DATA EXTRACT.
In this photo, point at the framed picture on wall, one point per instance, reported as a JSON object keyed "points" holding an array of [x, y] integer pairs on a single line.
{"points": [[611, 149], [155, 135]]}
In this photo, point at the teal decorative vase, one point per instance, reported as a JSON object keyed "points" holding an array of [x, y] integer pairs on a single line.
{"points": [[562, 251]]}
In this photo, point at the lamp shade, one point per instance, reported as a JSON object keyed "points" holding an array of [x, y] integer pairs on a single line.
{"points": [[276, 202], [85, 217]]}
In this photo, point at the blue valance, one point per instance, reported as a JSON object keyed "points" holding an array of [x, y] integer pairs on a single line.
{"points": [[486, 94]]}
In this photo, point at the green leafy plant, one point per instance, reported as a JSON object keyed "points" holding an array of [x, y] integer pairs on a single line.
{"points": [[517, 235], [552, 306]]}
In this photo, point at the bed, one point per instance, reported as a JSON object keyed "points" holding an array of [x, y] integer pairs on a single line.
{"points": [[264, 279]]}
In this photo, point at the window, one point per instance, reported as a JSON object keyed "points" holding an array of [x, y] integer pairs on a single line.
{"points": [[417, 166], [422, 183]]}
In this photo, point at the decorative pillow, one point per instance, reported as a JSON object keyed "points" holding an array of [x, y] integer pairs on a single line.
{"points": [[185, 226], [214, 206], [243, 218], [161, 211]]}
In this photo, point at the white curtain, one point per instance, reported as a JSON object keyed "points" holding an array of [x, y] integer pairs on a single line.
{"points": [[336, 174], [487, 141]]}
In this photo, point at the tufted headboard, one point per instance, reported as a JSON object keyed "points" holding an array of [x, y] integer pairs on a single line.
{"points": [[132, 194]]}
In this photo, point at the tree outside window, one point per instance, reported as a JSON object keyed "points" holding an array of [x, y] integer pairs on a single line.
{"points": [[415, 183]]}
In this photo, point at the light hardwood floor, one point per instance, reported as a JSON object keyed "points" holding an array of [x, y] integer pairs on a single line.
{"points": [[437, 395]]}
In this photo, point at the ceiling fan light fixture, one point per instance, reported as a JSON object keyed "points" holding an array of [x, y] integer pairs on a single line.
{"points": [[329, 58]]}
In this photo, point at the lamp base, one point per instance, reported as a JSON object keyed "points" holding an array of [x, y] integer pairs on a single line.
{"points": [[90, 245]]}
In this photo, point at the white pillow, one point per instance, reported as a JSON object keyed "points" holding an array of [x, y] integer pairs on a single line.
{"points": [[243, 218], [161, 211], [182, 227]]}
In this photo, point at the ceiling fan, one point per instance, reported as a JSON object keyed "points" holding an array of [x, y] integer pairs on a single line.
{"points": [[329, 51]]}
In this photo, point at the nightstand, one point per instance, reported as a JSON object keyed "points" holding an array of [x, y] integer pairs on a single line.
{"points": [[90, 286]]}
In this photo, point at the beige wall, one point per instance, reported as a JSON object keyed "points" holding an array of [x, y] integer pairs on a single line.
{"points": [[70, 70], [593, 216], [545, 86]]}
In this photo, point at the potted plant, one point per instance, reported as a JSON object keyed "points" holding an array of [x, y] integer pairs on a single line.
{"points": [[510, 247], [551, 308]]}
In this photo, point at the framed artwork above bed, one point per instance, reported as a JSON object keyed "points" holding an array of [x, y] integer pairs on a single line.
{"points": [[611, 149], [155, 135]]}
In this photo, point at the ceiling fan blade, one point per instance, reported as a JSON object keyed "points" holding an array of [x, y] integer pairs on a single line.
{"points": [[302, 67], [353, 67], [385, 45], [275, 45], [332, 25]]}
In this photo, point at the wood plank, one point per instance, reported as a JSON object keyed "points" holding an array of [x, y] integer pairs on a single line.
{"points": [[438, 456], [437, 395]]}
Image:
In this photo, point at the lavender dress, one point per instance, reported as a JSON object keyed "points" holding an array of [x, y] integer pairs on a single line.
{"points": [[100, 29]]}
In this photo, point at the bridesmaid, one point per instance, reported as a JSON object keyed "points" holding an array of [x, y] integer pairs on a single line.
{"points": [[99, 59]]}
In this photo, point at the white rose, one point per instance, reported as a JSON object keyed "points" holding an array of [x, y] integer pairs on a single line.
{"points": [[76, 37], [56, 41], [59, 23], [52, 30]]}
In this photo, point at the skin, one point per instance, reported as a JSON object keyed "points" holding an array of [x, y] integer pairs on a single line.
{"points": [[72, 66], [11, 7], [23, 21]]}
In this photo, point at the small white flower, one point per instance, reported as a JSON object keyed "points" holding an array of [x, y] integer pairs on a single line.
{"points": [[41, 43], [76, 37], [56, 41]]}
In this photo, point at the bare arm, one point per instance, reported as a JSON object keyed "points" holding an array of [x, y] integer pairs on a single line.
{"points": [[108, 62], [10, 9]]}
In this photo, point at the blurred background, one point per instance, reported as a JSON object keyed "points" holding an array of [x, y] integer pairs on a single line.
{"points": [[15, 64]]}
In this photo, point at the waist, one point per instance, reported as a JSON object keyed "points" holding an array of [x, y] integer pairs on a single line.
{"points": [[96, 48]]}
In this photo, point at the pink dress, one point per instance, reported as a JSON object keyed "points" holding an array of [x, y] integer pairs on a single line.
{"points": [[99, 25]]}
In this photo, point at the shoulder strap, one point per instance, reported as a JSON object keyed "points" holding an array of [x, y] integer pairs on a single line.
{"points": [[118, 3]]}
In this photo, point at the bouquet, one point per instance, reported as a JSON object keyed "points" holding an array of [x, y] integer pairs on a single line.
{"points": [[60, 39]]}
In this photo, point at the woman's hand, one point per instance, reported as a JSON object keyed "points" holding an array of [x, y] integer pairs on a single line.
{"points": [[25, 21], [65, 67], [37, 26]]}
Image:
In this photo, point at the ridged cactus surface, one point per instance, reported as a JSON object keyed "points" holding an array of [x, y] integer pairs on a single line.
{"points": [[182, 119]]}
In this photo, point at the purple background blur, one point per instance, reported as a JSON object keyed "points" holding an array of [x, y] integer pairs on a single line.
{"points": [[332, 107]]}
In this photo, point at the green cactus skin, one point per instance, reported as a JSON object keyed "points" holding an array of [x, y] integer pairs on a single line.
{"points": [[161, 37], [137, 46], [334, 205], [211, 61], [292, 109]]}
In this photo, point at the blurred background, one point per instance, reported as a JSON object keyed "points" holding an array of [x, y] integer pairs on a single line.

PROMPT. Write out every line of the material again, exactly as it reads.

SOLUTION BELOW.
In this photo, point at the framed picture on wall, one point per instance, reported as a JSON object keyed "points" holding an array of [x, y] integer pairs on a single line.
{"points": [[611, 149], [155, 135]]}
In this photo, point at the teal decorative vase, one point per instance, reported as a JSON object keyed "points" holding an array of [x, y] integer pairs on a single line.
{"points": [[562, 251]]}
In this photo, point at the lamp shade, one point per instance, reported as a JSON object keyed "points" holding an array of [x, y] integer pairs on a single line.
{"points": [[276, 202], [85, 217]]}
In this photo, point at the blue valance, one point per instance, reported as a JSON object keyed "points" holding an array of [x, y] integer pairs on a single line.
{"points": [[486, 94]]}
In this photo, point at the green leafy plant, one point per instance, reported as a JSON object keyed "points" holding an array of [x, y] integer pairs on a single line.
{"points": [[517, 235], [552, 306]]}
In this photo, point at the bed, one point per instance, reported as a JSON object keyed "points" holding an array of [x, y] integer pairs on a single line.
{"points": [[264, 279]]}
In this photo, point at the window, one point per instance, reported as a JSON object keyed "points" holding an array of [x, y] integer pairs on a single line.
{"points": [[417, 166], [422, 183]]}
In this photo, point at the decorative pillow, one point per instance, reported as a JSON object keyed "points" holding an array of [x, y] integer pairs on a single line.
{"points": [[185, 226], [214, 206], [243, 218], [161, 211]]}
In this photo, point at the white curtain, one point per instance, reported as a JSON object keyed "points" holding an array of [x, y] integer pairs on a single line.
{"points": [[336, 174], [487, 141]]}
In this photo, point at the tufted headboard, one point per instance, reported as a JSON object keyed "points" holding an array of [x, y] integer pairs on a single line.
{"points": [[132, 194]]}
In this photo, point at the tree outside window, one point per instance, reported as a JSON object keyed "points" holding an array of [x, y] integer pairs on a single line.
{"points": [[415, 183]]}
In this photo, point at the light hardwood floor, one point per instance, reported as a JSON object keyed "points" holding an array of [x, y] integer pairs on a single line.
{"points": [[437, 395]]}
In this photo, point at the ceiling fan light fixture, one point per instance, reported as a JSON object keyed "points" holding an array of [x, y] integer pairs on a single line.
{"points": [[329, 58]]}
In this photo, point at the lamp base, one point per instance, reported as a JSON object keyed "points" holding an array of [x, y] integer pairs on a single line.
{"points": [[90, 245]]}
In this photo, point at the white pillow, one point per instance, reported as a JSON object keyed "points" holding an array of [x, y] integer pairs on a single line.
{"points": [[243, 218], [161, 211], [182, 227]]}
In this photo, point at the ceiling fan, one point per instance, reported as a JSON object keyed "points" holding an array of [x, y] integer pairs on a single line.
{"points": [[329, 51]]}
In this photo, point at the nightstand, one point per instance, reported as a JSON object keyed "points" holding an array of [x, y] integer pairs on a single line.
{"points": [[90, 286]]}
In this photo, point at the beige wall, one point per instance, reported as a JSON object keyed "points" holding an array of [x, y] integer pairs on a single line.
{"points": [[70, 70], [593, 216], [545, 86]]}
In this photo, point at the potted plant, one point per instance, reported as a JSON object keyed "points" holding an array of [x, y] integer pairs on a single line.
{"points": [[510, 247], [551, 308]]}
In this photo, point at the framed artwork above bed, one point per instance, reported as a JSON object keyed "points" holding an array of [x, y] integer pairs on a single line.
{"points": [[611, 149], [155, 135]]}
In this photo, point at the ceiling fan blade, one point per instance, reported as a JSON object keyed "points" holding an array of [x, y] integer pairs on a single line.
{"points": [[302, 67], [353, 67], [385, 45], [275, 45], [332, 25]]}
In this photo, point at the wood plank, one point per instance, reported as a JSON object keyed "points" holding an array of [x, y] integer pairs on a single line.
{"points": [[438, 456], [437, 395]]}
Image:
In this photo, point at the lavender dress, one point per instance, reported as a JSON object keyed "points" holding an array of [x, y] integer pairs on a single line.
{"points": [[100, 29]]}
In this photo, point at the bridesmaid, one point per instance, reported as a JSON object keyed "points" holding an array of [x, y] integer pairs on a single line.
{"points": [[99, 59]]}
In this photo, point at the white rose, one point per instance, reported as a JSON object keyed "points" holding an array of [x, y] integer pairs on a single line.
{"points": [[76, 37], [56, 41], [59, 23], [52, 30]]}
In this photo, point at the skin, one point per instance, reported as a JSON object keyed "points" holding an array of [x, y] integer pairs on a single line.
{"points": [[72, 66], [11, 7], [23, 21]]}
In this photo, point at the small white flower, one point per instance, reported as a JSON object keyed "points" holding an array of [x, y] integer pairs on a single line.
{"points": [[41, 43], [76, 37], [56, 41]]}
In this photo, point at the bare arm, one point per instance, reported as a JSON object keyed "points" holding an array of [x, y] integer pairs on a single line.
{"points": [[108, 62], [10, 9]]}
In this photo, point at the blurred background, one point per instance, reported as a JSON object keyed "points" holding an array of [x, y] integer pairs on a single line.
{"points": [[15, 64]]}
In this photo, point at the waist, one point per instance, reported as a JSON object keyed "points" holding an array of [x, y] integer pairs on a single line.
{"points": [[96, 48]]}
In this photo, point at the pink dress, one point per instance, reported as a JSON object keyed "points" holding an array of [x, y] integer pairs on a single line.
{"points": [[99, 25]]}
In this photo, point at the shoulder strap, one point per instance, reported as a JSON object keyed "points" holding an array of [x, y] integer pairs on a single line.
{"points": [[118, 3]]}
In this photo, point at the bouquet, one point per instance, reported as a JSON object keyed "points" holding an array of [x, y] integer pairs on a single line.
{"points": [[60, 39]]}
In this photo, point at the woman's hand, one point per instance, reported as a JSON object keyed "points" holding an array of [x, y] integer pairs on a single line.
{"points": [[25, 21], [65, 67], [37, 26]]}
Image:
In this photo, point at the ridged cactus surface, one point per instance, reported as a JSON object keyed "points" holding an array of [x, y] integer pairs on a single line.
{"points": [[182, 119]]}
In this photo, point at the purple background blur, one point per instance, reported as a JSON object keyed "points" holding an array of [x, y] integer pairs on a single line.
{"points": [[332, 107]]}
In this photo, point at the green cactus skin, one point per instance, reported as a JSON object keyed "points" holding an array of [x, y] integer pairs on a single line.
{"points": [[161, 37], [137, 46], [334, 205], [211, 61], [292, 109]]}
In this photo, point at the blurred background, one point per instance, reported as a JSON object keyed "points" holding an array of [x, y] integer pairs on a single line.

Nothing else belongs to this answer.